**Records supplied**.

※

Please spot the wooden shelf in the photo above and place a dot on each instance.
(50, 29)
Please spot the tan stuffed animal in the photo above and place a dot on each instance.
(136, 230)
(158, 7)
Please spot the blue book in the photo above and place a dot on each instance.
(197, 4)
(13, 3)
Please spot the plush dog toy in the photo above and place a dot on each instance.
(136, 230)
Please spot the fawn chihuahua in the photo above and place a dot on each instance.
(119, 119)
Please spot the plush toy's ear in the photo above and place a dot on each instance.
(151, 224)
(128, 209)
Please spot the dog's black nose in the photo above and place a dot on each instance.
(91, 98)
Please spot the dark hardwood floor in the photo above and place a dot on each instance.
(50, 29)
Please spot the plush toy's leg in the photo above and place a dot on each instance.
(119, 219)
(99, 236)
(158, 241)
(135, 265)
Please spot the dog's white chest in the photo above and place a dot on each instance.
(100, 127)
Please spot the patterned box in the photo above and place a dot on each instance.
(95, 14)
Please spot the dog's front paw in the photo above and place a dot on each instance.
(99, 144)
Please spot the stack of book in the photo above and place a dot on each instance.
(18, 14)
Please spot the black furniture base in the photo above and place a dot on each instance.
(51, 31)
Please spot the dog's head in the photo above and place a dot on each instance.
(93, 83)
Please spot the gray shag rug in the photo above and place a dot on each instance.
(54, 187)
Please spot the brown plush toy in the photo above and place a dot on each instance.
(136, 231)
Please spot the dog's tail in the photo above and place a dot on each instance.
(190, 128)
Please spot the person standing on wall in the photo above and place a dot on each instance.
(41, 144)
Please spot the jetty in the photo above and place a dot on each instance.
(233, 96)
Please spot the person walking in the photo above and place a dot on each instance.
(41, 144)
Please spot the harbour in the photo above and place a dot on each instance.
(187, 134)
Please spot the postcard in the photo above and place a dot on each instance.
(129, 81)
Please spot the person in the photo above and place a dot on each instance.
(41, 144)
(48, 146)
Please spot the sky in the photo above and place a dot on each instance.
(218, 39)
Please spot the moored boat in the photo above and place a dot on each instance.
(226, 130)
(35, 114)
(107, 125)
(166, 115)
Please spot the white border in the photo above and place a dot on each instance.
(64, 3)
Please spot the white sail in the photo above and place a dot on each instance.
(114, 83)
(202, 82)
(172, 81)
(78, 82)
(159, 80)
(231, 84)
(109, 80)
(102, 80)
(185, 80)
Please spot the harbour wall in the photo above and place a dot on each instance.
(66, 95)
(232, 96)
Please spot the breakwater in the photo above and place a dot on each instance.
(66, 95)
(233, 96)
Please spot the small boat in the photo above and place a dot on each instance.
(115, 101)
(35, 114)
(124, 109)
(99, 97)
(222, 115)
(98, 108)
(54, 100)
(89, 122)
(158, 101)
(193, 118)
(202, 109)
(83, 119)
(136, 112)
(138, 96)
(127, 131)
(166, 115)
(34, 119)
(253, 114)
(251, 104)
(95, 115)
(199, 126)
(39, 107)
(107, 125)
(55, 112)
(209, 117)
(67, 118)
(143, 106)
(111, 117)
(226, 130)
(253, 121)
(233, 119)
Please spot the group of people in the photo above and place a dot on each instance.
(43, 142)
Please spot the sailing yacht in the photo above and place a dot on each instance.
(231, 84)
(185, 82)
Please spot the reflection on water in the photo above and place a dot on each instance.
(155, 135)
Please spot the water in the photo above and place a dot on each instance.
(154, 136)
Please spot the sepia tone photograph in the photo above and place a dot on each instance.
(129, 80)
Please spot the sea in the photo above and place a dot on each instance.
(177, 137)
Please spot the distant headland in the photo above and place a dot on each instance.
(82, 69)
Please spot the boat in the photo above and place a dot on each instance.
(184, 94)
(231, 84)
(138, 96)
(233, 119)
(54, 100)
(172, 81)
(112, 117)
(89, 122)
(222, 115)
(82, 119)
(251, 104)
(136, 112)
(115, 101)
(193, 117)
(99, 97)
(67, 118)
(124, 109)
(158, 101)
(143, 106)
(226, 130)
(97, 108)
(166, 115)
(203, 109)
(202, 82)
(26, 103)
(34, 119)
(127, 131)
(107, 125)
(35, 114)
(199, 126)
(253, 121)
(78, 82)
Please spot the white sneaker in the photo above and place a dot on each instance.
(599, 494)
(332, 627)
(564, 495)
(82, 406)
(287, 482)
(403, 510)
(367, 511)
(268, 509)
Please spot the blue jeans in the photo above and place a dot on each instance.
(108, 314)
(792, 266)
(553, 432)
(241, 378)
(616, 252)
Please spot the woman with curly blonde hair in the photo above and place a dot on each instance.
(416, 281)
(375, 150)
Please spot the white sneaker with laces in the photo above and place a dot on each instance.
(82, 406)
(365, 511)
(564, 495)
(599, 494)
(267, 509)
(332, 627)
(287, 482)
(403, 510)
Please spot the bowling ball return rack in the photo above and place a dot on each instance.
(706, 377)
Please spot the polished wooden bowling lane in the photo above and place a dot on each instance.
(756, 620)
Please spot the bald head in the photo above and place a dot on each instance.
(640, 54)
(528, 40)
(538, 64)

※

**Required task**. Copy the stretch of the material above from the line containing "Please spot the polished" through the end of the material, swapping "bald head" for "shaved head" and leaving everything else the same.

**Solved exercise**.
Please spot the polished wooden bowling lane in the photo above and place a dot on each instance.
(756, 620)
Please spot the shaved head in the photo above and place a dot on each instance.
(640, 54)
(528, 40)
(538, 64)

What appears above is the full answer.